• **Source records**
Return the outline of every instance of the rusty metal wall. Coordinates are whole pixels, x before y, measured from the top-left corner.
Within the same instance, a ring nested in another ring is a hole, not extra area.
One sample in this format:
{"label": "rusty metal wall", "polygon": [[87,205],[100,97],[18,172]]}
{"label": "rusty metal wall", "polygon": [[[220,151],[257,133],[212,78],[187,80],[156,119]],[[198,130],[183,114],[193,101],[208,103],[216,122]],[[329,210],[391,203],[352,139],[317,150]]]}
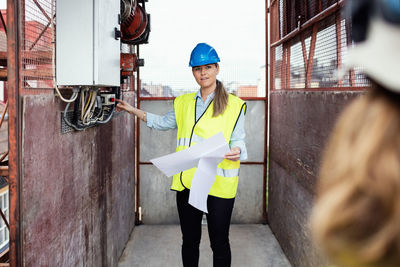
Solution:
{"label": "rusty metal wall", "polygon": [[[121,114],[61,134],[65,104],[53,94],[54,5],[7,5],[10,264],[117,266],[135,223],[134,120]],[[122,89],[133,103],[131,78]]]}
{"label": "rusty metal wall", "polygon": [[368,81],[343,79],[351,25],[345,1],[272,0],[268,220],[293,266],[324,266],[308,218],[324,144],[337,117]]}
{"label": "rusty metal wall", "polygon": [[135,222],[133,117],[61,134],[63,105],[23,97],[22,265],[117,266]]}

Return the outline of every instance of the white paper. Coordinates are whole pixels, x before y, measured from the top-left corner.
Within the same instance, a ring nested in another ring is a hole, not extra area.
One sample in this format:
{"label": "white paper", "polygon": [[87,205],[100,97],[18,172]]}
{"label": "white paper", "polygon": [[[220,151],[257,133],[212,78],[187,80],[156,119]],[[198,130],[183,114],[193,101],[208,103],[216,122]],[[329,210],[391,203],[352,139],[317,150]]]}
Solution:
{"label": "white paper", "polygon": [[219,132],[188,149],[150,161],[168,177],[197,166],[190,186],[189,204],[208,212],[207,197],[217,175],[217,165],[229,151],[224,135]]}

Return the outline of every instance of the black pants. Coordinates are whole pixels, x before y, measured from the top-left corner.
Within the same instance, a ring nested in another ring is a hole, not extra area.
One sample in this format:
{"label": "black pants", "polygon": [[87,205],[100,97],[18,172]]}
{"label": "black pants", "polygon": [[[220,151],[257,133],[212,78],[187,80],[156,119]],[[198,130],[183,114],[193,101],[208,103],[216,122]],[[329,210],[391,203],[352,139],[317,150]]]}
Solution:
{"label": "black pants", "polygon": [[[189,190],[176,194],[179,220],[182,230],[182,261],[184,267],[199,265],[199,247],[201,239],[201,221],[203,212],[188,203]],[[214,267],[231,266],[231,248],[229,245],[229,226],[235,199],[208,196],[207,226],[213,251]]]}

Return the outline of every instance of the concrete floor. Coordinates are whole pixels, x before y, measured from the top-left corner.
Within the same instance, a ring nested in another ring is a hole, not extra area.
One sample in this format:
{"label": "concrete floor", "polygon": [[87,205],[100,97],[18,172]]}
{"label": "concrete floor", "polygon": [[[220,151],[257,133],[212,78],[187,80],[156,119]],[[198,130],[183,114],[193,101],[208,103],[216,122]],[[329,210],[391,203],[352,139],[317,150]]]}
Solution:
{"label": "concrete floor", "polygon": [[[233,224],[230,229],[232,267],[290,267],[271,230],[261,224]],[[181,263],[179,225],[137,226],[119,267],[175,267]],[[200,267],[212,266],[207,225],[203,225]]]}

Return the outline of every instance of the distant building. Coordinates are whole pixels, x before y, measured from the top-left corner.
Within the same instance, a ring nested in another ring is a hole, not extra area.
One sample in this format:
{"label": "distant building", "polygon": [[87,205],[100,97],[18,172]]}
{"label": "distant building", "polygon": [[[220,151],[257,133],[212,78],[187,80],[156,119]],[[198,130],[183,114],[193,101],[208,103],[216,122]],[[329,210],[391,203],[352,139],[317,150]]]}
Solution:
{"label": "distant building", "polygon": [[168,85],[142,83],[141,91],[146,92],[149,97],[173,97],[172,88]]}
{"label": "distant building", "polygon": [[240,85],[238,87],[238,97],[257,97],[258,87],[257,85]]}

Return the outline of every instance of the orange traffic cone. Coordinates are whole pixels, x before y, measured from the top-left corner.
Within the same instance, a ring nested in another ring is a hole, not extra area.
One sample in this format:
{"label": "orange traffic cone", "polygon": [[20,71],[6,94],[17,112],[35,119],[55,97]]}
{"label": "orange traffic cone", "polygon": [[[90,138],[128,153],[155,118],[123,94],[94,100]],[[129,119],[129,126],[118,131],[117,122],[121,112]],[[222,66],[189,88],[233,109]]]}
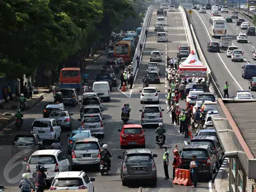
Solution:
{"label": "orange traffic cone", "polygon": [[122,88],[122,91],[126,91],[126,84],[124,83],[124,82],[123,83],[123,87]]}

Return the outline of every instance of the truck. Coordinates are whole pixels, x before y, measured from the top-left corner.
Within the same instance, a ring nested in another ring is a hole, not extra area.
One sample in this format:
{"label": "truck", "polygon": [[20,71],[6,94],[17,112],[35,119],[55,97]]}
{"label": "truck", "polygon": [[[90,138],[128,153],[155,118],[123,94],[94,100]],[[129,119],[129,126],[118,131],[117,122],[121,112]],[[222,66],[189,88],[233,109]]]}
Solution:
{"label": "truck", "polygon": [[221,37],[221,49],[223,50],[227,50],[229,46],[232,45],[232,37]]}

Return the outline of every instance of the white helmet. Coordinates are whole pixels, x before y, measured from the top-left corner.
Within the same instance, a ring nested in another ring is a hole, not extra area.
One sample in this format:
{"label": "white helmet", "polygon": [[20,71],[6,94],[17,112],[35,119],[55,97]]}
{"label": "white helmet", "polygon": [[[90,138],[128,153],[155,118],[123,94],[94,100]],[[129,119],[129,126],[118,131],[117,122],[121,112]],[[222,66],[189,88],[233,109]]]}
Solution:
{"label": "white helmet", "polygon": [[107,145],[107,144],[104,144],[104,145],[103,145],[102,148],[103,148],[104,149],[107,149],[107,148],[108,148],[108,145]]}
{"label": "white helmet", "polygon": [[23,179],[27,179],[27,173],[23,173],[22,174],[22,178]]}

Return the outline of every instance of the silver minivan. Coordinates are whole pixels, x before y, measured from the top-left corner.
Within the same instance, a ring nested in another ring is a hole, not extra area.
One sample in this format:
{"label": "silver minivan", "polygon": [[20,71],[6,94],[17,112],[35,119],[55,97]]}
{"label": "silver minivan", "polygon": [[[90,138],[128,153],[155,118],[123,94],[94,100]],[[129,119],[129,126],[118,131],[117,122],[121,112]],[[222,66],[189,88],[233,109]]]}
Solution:
{"label": "silver minivan", "polygon": [[158,125],[160,123],[163,122],[162,112],[164,109],[162,109],[159,105],[150,105],[144,106],[141,113],[141,125],[142,127],[146,125]]}

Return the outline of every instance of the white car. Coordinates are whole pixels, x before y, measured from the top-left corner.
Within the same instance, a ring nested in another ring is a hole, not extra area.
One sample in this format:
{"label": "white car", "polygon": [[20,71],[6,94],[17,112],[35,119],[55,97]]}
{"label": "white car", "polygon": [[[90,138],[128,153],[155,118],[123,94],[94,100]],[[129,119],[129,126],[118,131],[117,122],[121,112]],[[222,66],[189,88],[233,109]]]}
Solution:
{"label": "white car", "polygon": [[61,138],[61,129],[57,120],[51,118],[37,118],[32,123],[31,133],[37,133],[41,140]]}
{"label": "white car", "polygon": [[159,64],[157,62],[150,62],[146,65],[146,71],[157,71],[160,72]]}
{"label": "white car", "polygon": [[231,55],[231,61],[241,61],[241,62],[243,62],[243,51],[241,49],[234,50]]}
{"label": "white car", "polygon": [[35,151],[30,156],[27,164],[27,173],[33,179],[33,173],[38,164],[43,164],[47,180],[51,180],[59,172],[69,171],[71,169],[70,161],[61,150],[45,149]]}
{"label": "white car", "polygon": [[231,45],[229,46],[227,50],[227,57],[231,57],[231,55],[233,53],[233,51],[235,49],[238,49],[238,47],[237,46]]}
{"label": "white car", "polygon": [[200,8],[199,13],[207,13],[207,9],[205,7]]}
{"label": "white car", "polygon": [[144,87],[142,91],[140,91],[140,103],[144,102],[156,102],[159,103],[159,92],[156,87]]}
{"label": "white car", "polygon": [[250,23],[249,22],[245,21],[241,24],[241,29],[247,29],[247,28],[250,26]]}
{"label": "white car", "polygon": [[253,99],[253,95],[251,95],[250,91],[237,91],[234,99]]}
{"label": "white car", "polygon": [[165,24],[165,19],[164,17],[158,17],[156,19],[156,23],[162,23],[162,25],[164,25]]}
{"label": "white car", "polygon": [[186,96],[186,104],[195,104],[197,102],[197,94],[204,93],[203,91],[189,91],[188,95]]}
{"label": "white car", "polygon": [[245,42],[245,43],[248,43],[248,37],[246,34],[245,33],[240,33],[237,36],[237,42],[240,43],[240,42]]}
{"label": "white car", "polygon": [[223,6],[221,8],[221,13],[229,13],[229,8],[227,6]]}
{"label": "white car", "polygon": [[95,178],[89,178],[84,171],[61,172],[55,177],[49,191],[87,189],[86,191],[94,192],[94,181]]}
{"label": "white car", "polygon": [[158,32],[156,35],[157,42],[167,42],[168,37],[166,32]]}
{"label": "white car", "polygon": [[162,53],[159,51],[153,51],[150,53],[150,56],[149,59],[150,62],[157,61],[162,61]]}

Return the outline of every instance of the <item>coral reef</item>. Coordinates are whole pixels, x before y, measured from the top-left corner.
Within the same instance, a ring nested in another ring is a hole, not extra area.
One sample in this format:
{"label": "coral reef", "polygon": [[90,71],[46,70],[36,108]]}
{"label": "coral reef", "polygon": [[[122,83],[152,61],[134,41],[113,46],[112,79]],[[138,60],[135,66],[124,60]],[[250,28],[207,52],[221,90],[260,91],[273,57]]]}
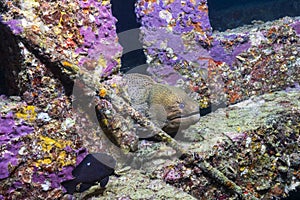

• **Your goal**
Find every line in the source records above that contains the string "reef", and copy each one.

• **Complete answer**
Return the outline of every instance of the <item>coral reef</item>. Coordinates are whole pixels, x before y, measured from the top-left corner.
{"label": "coral reef", "polygon": [[90,71],[46,70],[36,108]]}
{"label": "coral reef", "polygon": [[[122,83],[152,61],[134,41],[113,46],[112,79]],[[138,60],[135,66],[124,60]],[[250,28],[207,52],[221,90],[260,91],[273,57]]]}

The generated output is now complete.